[Exercise requirements]:
Answer these questions from the passage on habits below.
(a) Which three habits does the passage name as ones we are born with?
(b) According to the passage, God intends the habit of caring to be passed from whom to whom?
(c) What share of the people on the planet does the passage say believe in God?

[Reading text]:
--
Habits are actions that are virtually automatic. This morning we are talking about the habits God gave.

Some habits we are born with. Habits like breathing, and eating, and sleeping immediately come to mind. These habits are hard wired into us for they address the lowest level of human needs, the needs of the body. If you were the only human being on the planet you would still need these habits.

Some habits we develop as a part living with others, in families and communities. Habits like loving and caring, and teaching and learning, and our attraction to beauty. These habits are hard wired into us by the higher needs that grow out of being a part of the human race. Let me lift up one example. Normal human beings have a habit of caring, and God intends this habit be passed from parents to children, and from generation to generation. The habit of caring is the joy of families, and the hope of nations. We ought never to take it for granted.

I am not trying to be all-inclusive, but there is one other habit that God gives each of us, and all of us, that I must mention. In Acts 17, we read how St. Paul, speaking to the citizens of Athens, once declared that God created us to seek Him. The apostle said:

“God made from one blood every nation of men that we might seek after him, and, perhaps find him.”

Human beings in every age have the habit of seeking God. This is true of the very young and the very old. It is true of 1st graders and college professors. I once asked a college professor, a physicists, why he believes in God. He said, “I believe in part because of the wisdom of crowds.” He went on to explain that the wisdom of crowd declares that a large group of people who are willing to wager on the outcome of a thing are often more accurate at predicting that outcome than a panel of experts. More than 90 percent of the people on our planet believe in God. A surprising number of people are willing to pay the price of faith, though it will cost some their lives, or their families. Others pay the price of following God though it cost them a large slice of their time, talent, and treasure.
--
Location annotation dataset excerpts
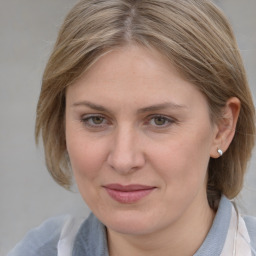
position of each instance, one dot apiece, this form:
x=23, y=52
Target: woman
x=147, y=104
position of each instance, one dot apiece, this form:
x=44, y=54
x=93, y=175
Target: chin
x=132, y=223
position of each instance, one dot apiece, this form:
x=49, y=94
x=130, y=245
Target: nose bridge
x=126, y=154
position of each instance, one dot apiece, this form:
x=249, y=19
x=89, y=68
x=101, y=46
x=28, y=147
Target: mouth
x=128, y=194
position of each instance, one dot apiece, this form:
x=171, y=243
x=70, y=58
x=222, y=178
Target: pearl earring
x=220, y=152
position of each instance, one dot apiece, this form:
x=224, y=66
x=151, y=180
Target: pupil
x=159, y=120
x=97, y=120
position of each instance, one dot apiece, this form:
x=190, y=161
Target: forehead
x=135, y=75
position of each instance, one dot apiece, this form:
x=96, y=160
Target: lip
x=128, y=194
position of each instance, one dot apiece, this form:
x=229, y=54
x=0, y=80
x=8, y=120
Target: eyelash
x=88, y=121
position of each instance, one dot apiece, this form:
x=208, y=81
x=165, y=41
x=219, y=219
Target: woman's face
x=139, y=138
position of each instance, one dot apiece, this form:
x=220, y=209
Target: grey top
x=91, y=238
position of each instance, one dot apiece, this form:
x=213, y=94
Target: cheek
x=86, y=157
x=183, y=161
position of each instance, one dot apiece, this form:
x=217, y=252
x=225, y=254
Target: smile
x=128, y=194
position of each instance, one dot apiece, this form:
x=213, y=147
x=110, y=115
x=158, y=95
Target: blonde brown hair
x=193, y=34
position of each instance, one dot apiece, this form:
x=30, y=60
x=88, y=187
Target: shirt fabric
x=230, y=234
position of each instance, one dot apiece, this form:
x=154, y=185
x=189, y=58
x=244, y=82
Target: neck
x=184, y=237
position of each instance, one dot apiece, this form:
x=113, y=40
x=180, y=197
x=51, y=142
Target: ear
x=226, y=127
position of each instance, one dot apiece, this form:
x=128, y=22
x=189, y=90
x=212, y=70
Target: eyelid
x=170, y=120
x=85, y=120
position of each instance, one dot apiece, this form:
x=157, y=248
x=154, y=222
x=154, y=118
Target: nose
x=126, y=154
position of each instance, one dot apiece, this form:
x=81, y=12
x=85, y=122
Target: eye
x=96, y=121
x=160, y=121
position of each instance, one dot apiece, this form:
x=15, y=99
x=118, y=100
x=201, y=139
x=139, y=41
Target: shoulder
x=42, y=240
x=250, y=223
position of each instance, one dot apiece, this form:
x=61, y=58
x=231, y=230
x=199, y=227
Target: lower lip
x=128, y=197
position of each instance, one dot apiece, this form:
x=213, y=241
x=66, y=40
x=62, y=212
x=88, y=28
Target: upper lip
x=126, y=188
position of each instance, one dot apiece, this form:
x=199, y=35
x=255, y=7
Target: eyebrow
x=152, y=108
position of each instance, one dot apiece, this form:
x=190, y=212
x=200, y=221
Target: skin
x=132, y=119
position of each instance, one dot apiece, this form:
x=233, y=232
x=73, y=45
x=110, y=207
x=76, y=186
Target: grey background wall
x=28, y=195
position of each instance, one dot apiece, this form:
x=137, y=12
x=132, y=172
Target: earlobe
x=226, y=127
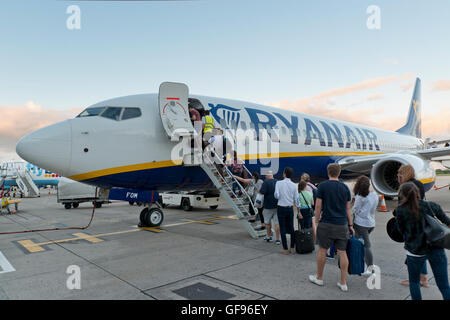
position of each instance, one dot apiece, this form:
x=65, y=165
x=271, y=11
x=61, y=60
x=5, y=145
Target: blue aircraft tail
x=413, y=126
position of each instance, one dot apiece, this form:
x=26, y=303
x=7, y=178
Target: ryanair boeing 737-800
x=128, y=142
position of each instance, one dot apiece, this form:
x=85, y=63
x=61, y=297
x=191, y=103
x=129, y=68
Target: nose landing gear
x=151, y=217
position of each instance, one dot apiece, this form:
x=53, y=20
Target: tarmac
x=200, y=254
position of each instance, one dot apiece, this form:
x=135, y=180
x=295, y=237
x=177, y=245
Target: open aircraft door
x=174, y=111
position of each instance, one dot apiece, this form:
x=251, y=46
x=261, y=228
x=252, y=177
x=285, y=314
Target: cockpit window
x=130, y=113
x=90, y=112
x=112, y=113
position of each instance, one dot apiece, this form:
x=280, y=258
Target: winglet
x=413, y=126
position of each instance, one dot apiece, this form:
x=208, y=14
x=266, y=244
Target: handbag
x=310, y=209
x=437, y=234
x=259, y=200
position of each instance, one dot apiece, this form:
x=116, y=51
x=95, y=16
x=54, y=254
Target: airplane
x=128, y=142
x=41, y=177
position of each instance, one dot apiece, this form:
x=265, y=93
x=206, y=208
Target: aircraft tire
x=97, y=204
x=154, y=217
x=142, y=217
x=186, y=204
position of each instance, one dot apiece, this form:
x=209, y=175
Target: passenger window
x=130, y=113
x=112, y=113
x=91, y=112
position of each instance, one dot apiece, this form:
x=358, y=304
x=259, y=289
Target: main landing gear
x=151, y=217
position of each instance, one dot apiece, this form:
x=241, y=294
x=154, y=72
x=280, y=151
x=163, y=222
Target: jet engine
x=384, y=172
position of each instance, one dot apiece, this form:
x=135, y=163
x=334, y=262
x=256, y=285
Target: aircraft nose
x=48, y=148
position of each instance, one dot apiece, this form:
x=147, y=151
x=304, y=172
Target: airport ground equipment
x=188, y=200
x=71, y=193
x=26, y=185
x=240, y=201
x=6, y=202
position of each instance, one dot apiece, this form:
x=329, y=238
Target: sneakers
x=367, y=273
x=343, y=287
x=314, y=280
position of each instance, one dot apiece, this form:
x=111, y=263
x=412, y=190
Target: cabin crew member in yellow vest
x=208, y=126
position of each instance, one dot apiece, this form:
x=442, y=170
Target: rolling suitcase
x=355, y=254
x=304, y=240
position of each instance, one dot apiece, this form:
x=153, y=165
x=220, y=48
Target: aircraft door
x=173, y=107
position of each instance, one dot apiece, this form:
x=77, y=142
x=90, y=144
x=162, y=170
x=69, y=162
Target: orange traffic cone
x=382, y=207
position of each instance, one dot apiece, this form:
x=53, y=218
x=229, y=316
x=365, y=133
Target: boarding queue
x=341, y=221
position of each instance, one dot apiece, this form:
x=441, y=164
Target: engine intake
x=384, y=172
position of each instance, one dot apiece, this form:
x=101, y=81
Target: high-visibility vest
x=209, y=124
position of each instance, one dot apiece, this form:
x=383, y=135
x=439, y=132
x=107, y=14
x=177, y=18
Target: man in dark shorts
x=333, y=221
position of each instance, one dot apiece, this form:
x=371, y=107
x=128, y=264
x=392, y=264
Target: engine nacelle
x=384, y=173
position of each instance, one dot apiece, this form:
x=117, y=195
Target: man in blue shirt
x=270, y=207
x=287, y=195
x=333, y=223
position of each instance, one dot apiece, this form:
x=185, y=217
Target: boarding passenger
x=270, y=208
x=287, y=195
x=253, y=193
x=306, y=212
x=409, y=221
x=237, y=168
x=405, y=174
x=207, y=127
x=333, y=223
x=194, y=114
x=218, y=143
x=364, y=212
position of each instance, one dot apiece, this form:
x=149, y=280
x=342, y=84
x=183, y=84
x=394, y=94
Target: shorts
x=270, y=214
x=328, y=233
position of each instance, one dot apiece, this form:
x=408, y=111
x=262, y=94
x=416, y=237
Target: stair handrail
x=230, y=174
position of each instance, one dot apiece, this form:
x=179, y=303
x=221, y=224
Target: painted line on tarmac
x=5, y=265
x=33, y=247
--
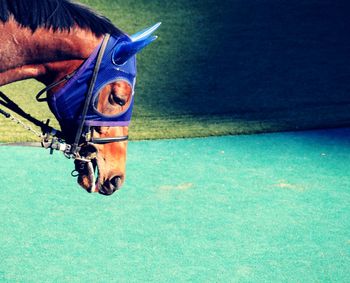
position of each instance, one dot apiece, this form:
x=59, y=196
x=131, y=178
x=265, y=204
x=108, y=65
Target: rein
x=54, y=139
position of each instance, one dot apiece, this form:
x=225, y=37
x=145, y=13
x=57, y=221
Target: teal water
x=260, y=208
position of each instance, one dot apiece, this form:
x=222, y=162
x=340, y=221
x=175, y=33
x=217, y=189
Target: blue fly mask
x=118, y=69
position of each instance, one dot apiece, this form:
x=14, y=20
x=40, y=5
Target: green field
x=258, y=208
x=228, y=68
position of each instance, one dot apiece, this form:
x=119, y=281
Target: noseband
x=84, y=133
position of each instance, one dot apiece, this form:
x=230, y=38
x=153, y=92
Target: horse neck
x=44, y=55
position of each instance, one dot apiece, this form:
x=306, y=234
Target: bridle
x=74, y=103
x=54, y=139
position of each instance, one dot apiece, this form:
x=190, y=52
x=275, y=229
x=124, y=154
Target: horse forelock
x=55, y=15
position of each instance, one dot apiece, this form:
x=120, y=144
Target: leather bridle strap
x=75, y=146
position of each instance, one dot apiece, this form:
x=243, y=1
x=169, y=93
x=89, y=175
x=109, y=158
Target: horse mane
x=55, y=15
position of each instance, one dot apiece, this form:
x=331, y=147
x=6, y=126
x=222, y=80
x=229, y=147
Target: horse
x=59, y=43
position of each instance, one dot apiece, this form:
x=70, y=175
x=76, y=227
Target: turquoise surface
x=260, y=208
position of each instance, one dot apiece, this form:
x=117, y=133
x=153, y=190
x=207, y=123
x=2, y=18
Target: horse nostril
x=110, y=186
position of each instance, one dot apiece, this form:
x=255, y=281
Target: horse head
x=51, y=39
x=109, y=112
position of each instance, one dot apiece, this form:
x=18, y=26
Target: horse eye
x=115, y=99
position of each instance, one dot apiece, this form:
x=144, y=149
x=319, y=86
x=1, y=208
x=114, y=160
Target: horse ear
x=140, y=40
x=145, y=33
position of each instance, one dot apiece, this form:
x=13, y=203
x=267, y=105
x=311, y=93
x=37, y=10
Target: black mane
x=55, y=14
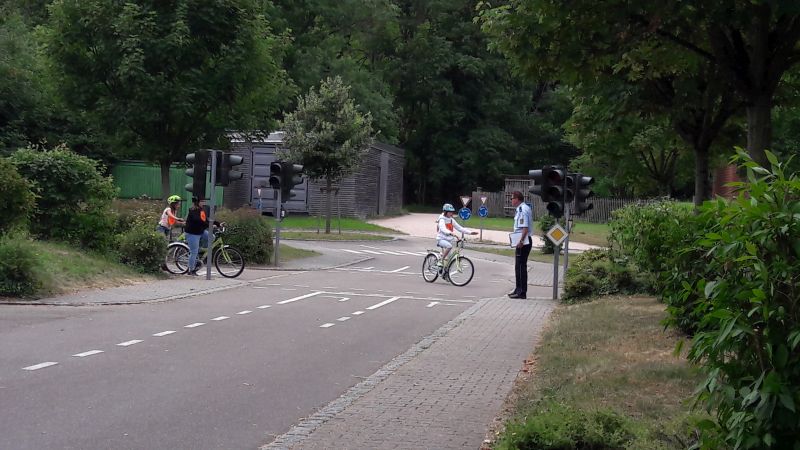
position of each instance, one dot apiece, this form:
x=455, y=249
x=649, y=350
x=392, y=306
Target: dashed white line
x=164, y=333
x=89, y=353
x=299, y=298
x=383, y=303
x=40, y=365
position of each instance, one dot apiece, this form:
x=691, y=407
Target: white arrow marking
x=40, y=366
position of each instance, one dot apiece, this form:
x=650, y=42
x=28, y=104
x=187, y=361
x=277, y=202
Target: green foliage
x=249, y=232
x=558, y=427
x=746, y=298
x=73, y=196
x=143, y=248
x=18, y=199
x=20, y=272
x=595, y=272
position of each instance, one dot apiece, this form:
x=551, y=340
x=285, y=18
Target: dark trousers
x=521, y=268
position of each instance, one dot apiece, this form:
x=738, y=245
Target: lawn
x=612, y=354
--
[Solution to the problem]:
(a) Breathing, eating, and sleeping.
(b) From parents to children, and from generation to generation.
(c) More than 90 percent.